Top of Records to use

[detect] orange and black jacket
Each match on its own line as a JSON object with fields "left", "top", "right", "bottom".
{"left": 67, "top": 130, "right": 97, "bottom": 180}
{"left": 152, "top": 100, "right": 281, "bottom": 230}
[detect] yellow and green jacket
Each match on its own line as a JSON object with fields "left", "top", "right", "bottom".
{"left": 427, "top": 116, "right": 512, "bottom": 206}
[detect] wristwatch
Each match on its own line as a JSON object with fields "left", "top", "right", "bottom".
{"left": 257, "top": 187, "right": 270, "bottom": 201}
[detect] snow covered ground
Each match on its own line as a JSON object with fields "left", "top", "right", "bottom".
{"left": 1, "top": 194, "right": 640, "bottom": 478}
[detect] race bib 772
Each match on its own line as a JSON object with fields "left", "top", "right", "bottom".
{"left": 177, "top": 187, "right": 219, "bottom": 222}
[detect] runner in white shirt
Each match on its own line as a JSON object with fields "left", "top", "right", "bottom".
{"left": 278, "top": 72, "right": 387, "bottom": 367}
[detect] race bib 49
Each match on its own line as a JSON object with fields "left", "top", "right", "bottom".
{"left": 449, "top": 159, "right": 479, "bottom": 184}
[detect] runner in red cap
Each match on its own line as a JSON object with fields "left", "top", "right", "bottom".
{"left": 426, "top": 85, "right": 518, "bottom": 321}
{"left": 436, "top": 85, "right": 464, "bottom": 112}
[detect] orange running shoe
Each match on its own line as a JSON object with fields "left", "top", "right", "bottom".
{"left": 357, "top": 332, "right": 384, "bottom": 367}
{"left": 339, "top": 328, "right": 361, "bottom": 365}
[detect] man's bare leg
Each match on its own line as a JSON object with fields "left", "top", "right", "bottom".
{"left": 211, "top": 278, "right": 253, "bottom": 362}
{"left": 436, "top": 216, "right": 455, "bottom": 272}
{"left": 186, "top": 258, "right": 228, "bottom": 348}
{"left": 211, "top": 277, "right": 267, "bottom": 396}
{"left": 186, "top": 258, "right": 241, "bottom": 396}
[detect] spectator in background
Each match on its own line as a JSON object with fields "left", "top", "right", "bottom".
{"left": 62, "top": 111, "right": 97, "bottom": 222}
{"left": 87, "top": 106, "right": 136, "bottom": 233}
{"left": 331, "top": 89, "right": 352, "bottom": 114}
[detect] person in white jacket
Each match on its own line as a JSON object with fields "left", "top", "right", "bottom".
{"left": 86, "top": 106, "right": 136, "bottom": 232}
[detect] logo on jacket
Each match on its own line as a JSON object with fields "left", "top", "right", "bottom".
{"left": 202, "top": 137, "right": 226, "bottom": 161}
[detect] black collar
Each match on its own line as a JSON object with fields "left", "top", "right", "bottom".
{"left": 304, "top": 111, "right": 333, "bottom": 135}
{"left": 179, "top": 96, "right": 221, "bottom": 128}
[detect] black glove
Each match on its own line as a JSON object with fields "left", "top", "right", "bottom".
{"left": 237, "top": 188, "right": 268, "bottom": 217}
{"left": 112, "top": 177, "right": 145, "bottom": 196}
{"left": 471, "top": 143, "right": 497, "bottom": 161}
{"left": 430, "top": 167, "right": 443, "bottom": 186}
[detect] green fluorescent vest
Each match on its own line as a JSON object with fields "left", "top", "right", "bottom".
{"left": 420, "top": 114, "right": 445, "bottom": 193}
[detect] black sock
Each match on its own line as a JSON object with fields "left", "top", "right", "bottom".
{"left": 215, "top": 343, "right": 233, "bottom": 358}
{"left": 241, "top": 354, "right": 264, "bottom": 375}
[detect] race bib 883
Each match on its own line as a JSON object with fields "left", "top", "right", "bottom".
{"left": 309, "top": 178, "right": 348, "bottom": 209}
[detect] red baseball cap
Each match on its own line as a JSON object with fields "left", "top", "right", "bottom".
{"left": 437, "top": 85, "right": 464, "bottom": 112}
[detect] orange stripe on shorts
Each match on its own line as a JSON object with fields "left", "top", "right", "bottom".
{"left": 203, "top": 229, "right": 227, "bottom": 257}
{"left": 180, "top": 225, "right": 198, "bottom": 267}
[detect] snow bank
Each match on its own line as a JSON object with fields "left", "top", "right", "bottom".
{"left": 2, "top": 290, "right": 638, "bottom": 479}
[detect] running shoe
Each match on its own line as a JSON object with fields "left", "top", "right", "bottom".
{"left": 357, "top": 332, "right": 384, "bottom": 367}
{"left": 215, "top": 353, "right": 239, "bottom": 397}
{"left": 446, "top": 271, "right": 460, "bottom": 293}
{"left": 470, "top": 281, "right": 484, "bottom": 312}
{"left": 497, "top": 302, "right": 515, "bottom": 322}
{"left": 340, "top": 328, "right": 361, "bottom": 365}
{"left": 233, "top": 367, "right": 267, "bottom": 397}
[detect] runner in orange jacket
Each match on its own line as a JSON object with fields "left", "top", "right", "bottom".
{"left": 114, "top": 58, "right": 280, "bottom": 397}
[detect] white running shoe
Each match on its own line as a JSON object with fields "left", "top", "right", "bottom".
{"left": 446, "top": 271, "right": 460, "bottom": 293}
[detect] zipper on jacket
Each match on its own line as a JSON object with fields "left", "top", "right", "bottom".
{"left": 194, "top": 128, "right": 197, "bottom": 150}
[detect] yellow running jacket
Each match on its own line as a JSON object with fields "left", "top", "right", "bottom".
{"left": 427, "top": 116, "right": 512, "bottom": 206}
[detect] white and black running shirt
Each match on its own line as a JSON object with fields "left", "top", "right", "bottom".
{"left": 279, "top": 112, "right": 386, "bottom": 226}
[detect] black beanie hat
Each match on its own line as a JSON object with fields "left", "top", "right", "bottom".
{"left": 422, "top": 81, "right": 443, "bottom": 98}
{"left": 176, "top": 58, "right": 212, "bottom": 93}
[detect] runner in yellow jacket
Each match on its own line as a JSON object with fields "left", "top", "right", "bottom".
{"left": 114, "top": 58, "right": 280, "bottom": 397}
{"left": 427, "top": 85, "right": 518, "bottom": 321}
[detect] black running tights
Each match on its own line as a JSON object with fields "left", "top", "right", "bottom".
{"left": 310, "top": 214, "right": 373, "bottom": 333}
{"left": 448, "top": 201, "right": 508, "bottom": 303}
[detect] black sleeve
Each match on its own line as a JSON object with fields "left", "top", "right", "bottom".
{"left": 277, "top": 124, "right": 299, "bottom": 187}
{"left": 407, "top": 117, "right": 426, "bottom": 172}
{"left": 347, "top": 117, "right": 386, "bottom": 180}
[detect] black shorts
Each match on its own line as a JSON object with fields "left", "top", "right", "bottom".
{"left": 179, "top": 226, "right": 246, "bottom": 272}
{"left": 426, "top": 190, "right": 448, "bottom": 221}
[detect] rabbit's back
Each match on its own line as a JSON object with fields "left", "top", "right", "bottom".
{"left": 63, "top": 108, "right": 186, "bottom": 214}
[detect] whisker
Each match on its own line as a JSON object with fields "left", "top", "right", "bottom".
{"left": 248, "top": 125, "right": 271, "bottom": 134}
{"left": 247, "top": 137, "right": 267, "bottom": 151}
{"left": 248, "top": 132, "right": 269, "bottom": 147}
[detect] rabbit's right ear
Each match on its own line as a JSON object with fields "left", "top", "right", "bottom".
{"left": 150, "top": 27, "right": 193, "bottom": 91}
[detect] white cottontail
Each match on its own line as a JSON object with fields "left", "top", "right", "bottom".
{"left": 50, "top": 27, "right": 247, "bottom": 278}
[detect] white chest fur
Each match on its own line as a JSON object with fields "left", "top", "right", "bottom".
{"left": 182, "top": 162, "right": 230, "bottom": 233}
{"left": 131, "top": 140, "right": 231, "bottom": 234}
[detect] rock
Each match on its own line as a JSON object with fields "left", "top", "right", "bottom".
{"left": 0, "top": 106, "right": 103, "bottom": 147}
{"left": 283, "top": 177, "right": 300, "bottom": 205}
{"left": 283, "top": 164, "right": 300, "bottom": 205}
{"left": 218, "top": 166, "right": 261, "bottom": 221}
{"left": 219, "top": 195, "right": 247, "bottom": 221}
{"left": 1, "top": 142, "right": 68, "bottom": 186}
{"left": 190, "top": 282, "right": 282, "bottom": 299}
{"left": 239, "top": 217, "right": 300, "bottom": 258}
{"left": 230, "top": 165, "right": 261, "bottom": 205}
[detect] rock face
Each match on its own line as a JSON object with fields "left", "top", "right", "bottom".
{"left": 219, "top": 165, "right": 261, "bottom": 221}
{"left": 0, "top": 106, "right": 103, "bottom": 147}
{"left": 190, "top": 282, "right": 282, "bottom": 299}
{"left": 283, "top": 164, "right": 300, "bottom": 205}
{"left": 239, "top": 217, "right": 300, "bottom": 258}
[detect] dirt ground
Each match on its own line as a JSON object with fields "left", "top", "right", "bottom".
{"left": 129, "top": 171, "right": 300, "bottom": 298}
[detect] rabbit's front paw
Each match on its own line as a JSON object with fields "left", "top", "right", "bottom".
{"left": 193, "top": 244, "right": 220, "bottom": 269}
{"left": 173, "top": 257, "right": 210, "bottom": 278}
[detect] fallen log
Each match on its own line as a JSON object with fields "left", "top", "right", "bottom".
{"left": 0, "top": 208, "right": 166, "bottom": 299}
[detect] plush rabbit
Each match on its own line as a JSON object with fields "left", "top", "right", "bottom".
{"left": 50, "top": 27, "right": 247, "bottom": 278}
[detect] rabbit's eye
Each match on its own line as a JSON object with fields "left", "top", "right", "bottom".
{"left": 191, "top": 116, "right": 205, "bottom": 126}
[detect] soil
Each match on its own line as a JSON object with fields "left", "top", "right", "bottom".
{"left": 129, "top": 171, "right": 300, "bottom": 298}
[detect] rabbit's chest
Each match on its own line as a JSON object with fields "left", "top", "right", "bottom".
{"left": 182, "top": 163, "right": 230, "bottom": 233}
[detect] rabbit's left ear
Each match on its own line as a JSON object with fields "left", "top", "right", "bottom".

Bottom of Records to use

* Exercise details
Whenever a line in the listing above includes the word "yellow", return that line.

* Output of the task
[detect] yellow and green jacket
[detect] yellow running jacket
[detect] runner in yellow jacket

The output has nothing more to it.